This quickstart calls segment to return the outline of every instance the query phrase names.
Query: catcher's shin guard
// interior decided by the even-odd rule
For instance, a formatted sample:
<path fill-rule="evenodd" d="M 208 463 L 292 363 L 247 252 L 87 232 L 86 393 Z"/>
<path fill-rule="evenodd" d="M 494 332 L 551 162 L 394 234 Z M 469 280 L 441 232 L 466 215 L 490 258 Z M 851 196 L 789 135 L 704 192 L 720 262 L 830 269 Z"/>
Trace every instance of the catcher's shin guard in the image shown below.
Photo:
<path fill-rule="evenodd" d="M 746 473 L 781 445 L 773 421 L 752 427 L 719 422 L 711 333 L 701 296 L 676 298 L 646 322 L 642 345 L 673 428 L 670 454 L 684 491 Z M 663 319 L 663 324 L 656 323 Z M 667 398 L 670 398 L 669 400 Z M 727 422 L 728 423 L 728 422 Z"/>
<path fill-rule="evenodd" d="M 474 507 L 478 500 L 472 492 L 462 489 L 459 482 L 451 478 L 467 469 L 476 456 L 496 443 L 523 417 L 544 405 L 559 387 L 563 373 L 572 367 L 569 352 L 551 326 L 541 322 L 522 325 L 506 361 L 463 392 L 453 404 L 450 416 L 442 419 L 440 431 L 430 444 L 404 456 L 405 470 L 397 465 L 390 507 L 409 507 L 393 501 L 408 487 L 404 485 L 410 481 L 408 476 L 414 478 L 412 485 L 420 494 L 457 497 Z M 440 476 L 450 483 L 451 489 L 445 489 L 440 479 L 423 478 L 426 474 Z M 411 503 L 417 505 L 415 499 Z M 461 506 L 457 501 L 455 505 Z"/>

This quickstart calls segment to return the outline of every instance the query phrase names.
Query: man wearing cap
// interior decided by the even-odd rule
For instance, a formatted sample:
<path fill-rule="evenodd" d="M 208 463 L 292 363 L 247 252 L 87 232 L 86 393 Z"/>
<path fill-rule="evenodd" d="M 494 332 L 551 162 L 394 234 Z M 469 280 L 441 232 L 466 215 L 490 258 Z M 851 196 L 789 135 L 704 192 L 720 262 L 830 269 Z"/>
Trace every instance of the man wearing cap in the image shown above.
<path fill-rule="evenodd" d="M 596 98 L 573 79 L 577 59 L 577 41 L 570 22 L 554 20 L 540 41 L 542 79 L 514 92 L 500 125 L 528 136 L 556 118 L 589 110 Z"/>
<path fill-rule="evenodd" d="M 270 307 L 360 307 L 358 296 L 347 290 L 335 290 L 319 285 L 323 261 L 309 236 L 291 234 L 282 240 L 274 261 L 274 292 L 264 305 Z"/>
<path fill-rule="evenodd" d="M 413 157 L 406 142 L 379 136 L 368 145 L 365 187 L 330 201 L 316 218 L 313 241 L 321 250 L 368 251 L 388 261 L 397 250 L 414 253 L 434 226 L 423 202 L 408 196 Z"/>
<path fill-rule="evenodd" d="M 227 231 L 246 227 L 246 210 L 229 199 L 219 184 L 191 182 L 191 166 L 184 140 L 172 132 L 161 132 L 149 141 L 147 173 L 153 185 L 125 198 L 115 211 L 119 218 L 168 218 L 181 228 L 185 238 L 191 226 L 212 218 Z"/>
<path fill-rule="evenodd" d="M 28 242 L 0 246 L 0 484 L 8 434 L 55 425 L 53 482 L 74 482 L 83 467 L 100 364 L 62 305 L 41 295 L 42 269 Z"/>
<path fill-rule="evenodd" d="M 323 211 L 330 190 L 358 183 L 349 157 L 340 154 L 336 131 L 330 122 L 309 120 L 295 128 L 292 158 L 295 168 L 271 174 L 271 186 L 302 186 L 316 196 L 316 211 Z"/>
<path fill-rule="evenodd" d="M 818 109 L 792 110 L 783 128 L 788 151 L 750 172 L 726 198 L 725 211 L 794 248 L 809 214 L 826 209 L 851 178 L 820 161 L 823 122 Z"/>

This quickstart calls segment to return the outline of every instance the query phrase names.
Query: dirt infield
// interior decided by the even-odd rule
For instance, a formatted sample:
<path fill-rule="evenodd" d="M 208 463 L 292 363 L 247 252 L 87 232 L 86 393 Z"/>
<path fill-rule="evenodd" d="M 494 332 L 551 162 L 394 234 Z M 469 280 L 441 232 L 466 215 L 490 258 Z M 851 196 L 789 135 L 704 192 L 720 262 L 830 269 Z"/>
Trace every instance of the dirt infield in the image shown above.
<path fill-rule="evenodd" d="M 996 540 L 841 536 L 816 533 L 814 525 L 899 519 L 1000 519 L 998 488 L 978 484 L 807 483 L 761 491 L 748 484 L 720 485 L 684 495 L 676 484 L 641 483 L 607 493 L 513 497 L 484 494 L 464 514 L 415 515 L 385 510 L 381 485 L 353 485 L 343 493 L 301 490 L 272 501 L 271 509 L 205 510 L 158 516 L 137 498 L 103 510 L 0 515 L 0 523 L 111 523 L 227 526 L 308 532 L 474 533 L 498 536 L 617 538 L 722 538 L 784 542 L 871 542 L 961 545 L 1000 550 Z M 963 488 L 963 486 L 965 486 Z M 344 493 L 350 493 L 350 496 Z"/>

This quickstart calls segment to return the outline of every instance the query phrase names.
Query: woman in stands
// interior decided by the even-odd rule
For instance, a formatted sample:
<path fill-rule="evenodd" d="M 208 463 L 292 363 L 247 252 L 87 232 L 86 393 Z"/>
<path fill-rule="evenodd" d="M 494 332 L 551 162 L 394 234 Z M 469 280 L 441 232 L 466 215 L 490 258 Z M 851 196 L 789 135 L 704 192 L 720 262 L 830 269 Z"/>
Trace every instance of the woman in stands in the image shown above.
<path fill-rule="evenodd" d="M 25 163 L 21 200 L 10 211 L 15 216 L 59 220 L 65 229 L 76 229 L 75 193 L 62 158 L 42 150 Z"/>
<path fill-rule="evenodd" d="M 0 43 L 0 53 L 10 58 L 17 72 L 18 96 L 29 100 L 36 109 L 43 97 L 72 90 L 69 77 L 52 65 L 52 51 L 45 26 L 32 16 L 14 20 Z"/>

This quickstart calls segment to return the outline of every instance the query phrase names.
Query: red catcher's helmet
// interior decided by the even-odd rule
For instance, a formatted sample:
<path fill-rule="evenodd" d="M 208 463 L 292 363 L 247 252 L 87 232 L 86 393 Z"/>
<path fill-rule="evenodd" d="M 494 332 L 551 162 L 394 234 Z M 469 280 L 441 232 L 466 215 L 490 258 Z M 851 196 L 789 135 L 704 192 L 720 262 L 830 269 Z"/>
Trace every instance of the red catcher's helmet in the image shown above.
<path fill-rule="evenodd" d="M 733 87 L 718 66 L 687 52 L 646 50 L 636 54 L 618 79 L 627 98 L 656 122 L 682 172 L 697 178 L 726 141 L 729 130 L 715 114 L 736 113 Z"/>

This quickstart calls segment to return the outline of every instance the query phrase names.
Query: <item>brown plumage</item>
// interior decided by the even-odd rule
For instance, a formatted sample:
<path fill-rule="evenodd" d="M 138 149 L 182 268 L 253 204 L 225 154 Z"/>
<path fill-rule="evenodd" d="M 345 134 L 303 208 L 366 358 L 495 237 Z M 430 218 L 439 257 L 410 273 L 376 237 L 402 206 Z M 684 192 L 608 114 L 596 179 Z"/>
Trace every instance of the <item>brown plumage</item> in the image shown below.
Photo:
*-*-*
## Stated exercise
Rewrite the lines above as a numbered list, dropping any blank lines.

## Exercise answer
1. This quickstart calls segment to return the outline of every instance the query phrase names.
2. Query: catcher's shin guard
3. // interior decided by the even-odd rule
4. For instance, a formatted sample:
5. <path fill-rule="evenodd" d="M 208 463 L 292 363 L 247 252 L 87 232 L 86 393 Z"/>
6. <path fill-rule="evenodd" d="M 494 332 L 551 162 L 394 234 Z M 469 280 L 441 232 L 466 215 L 490 258 Z M 851 196 L 789 135 L 704 192 L 720 262 L 830 269 Z"/>
7. Trace every instance of the catcher's shin guard in the image shown below.
8. Photo:
9. <path fill-rule="evenodd" d="M 746 473 L 781 445 L 773 421 L 752 427 L 719 422 L 711 333 L 701 296 L 676 298 L 646 322 L 642 345 L 673 428 L 670 454 L 684 491 Z M 663 319 L 663 324 L 656 323 Z M 667 398 L 670 398 L 669 400 Z M 727 422 L 728 423 L 728 422 Z"/>
10. <path fill-rule="evenodd" d="M 474 507 L 478 500 L 472 492 L 462 489 L 459 482 L 451 478 L 467 469 L 476 456 L 496 443 L 523 417 L 544 405 L 559 387 L 563 373 L 572 367 L 569 352 L 551 326 L 541 322 L 522 325 L 506 361 L 463 392 L 453 404 L 450 416 L 442 419 L 440 431 L 430 444 L 404 456 L 405 470 L 397 465 L 390 507 L 409 507 L 393 501 L 408 487 L 404 485 L 410 481 L 408 476 L 414 478 L 412 485 L 420 494 L 457 497 Z M 440 476 L 450 483 L 451 489 L 445 489 L 440 479 L 423 478 L 426 474 Z M 411 503 L 417 505 L 415 499 Z M 461 506 L 457 501 L 455 505 Z"/>
11. This quickstart calls segment to return the outline of every instance the query phrase names.
12. Query: man wearing cap
13. // interior decided by the even-odd rule
14. For instance, a formatted sample:
15. <path fill-rule="evenodd" d="M 208 463 L 292 363 L 247 252 L 87 232 L 86 393 Z"/>
16. <path fill-rule="evenodd" d="M 494 332 L 551 162 L 394 234 Z M 469 280 L 441 232 L 466 215 L 490 258 Z M 851 196 L 789 135 L 704 192 L 720 262 L 830 269 Z"/>
17. Trace every instance of the man wearing cap in the image shown above.
18. <path fill-rule="evenodd" d="M 596 98 L 573 79 L 577 59 L 577 41 L 570 22 L 554 20 L 540 41 L 542 79 L 514 92 L 500 125 L 528 136 L 556 118 L 589 110 Z"/>
19. <path fill-rule="evenodd" d="M 270 307 L 360 307 L 358 296 L 347 290 L 335 290 L 319 285 L 323 261 L 309 236 L 291 234 L 282 240 L 274 261 L 274 292 L 264 305 Z"/>
20. <path fill-rule="evenodd" d="M 413 157 L 406 142 L 379 136 L 368 145 L 365 187 L 330 201 L 316 218 L 313 241 L 321 250 L 368 251 L 388 261 L 397 250 L 414 253 L 434 226 L 423 202 L 408 196 Z"/>
21. <path fill-rule="evenodd" d="M 227 231 L 246 227 L 246 210 L 229 199 L 219 184 L 191 182 L 191 166 L 184 140 L 172 132 L 161 132 L 149 141 L 147 173 L 153 185 L 125 198 L 115 211 L 119 218 L 168 218 L 181 228 L 185 238 L 191 226 L 212 218 Z"/>
22. <path fill-rule="evenodd" d="M 28 242 L 0 246 L 0 484 L 8 434 L 55 425 L 53 482 L 74 482 L 83 467 L 100 364 L 62 305 L 41 295 L 42 269 Z"/>
23. <path fill-rule="evenodd" d="M 323 211 L 330 190 L 358 183 L 349 157 L 340 154 L 336 131 L 330 122 L 309 120 L 295 128 L 292 158 L 295 168 L 271 174 L 271 186 L 302 186 L 316 196 L 316 211 Z"/>
24. <path fill-rule="evenodd" d="M 818 109 L 792 110 L 783 128 L 788 151 L 750 172 L 726 198 L 725 211 L 794 248 L 809 214 L 826 209 L 851 178 L 820 161 L 823 122 Z"/>
25. This quickstart calls segment to return the outline of every instance the query phrase names.
26. Query: dirt infield
27. // interior decided by the even-odd rule
28. For instance, a formatted sample:
29. <path fill-rule="evenodd" d="M 208 463 L 292 363 L 247 252 L 87 232 L 86 393 Z"/>
30. <path fill-rule="evenodd" d="M 494 332 L 551 162 L 394 234 Z M 469 280 L 441 232 L 466 215 L 490 258 Z M 851 196 L 789 135 L 704 192 L 720 262 L 830 269 Z"/>
31. Trace every instance of the dirt infield in the image shown above.
32. <path fill-rule="evenodd" d="M 996 540 L 841 536 L 816 533 L 814 525 L 899 519 L 1000 519 L 998 488 L 978 484 L 807 483 L 761 491 L 748 484 L 720 485 L 684 495 L 676 484 L 641 483 L 607 493 L 513 497 L 484 494 L 464 514 L 415 515 L 385 510 L 381 485 L 353 485 L 343 493 L 301 490 L 272 501 L 271 509 L 205 510 L 158 516 L 137 498 L 103 510 L 0 515 L 0 523 L 111 523 L 227 526 L 308 532 L 474 533 L 498 536 L 617 538 L 722 538 L 784 542 L 871 542 L 961 545 L 1000 550 Z M 963 488 L 963 486 L 965 486 Z M 344 493 L 350 493 L 350 496 Z"/>
33. This quickstart calls segment to return the outline of every instance the query phrase names.
34. Query: woman in stands
35. // interior decided by the even-odd rule
36. For instance, a formatted sample:
37. <path fill-rule="evenodd" d="M 208 463 L 292 363 L 247 252 L 87 232 L 86 393 Z"/>
38. <path fill-rule="evenodd" d="M 494 332 L 551 162 L 394 234 Z M 469 280 L 441 232 L 466 215 L 490 258 Z M 851 196 L 789 135 L 704 192 L 720 262 L 830 269 Z"/>
39. Trace every instance of the woman in stands in the image shown above.
40. <path fill-rule="evenodd" d="M 25 163 L 21 200 L 10 211 L 15 216 L 59 220 L 65 229 L 76 229 L 75 193 L 62 158 L 42 150 Z"/>
41. <path fill-rule="evenodd" d="M 0 43 L 0 53 L 10 58 L 17 72 L 18 96 L 29 100 L 36 109 L 43 97 L 72 90 L 69 77 L 52 65 L 52 51 L 45 26 L 32 16 L 14 20 Z"/>
42. This quickstart calls segment to return the outline of every instance the query phrase names.
43. Query: red catcher's helmet
44. // interior decided by the even-odd rule
45. For instance, a formatted sample:
46. <path fill-rule="evenodd" d="M 208 463 L 292 363 L 247 252 L 87 232 L 86 393 Z"/>
47. <path fill-rule="evenodd" d="M 494 332 L 551 162 L 394 234 Z M 469 280 L 441 232 L 466 215 L 490 258 Z M 851 196 L 789 135 L 704 192 L 720 262 L 830 269 Z"/>
48. Trace every instance of the red catcher's helmet in the image shown above.
49. <path fill-rule="evenodd" d="M 733 87 L 718 66 L 687 52 L 646 50 L 636 54 L 618 79 L 627 98 L 656 122 L 682 172 L 697 178 L 726 141 L 729 130 L 715 114 L 736 113 Z"/>
50. This quickstart calls segment to return the outline of every instance the query phrase names.
51. Query: <item>brown plumage</item>
52. // interior decided by the even-odd rule
53. For instance, a formatted sample:
54. <path fill-rule="evenodd" d="M 138 149 L 182 268 L 253 204 L 225 154 Z"/>
55. <path fill-rule="evenodd" d="M 345 134 L 303 208 L 366 358 L 495 237 Z M 430 218 L 439 257 L 410 273 L 376 237 L 402 206 Z M 684 192 L 608 114 L 596 179 Z"/>
56. Trace every instance of the <item>brown plumage</item> in the image shown below.
57. Photo:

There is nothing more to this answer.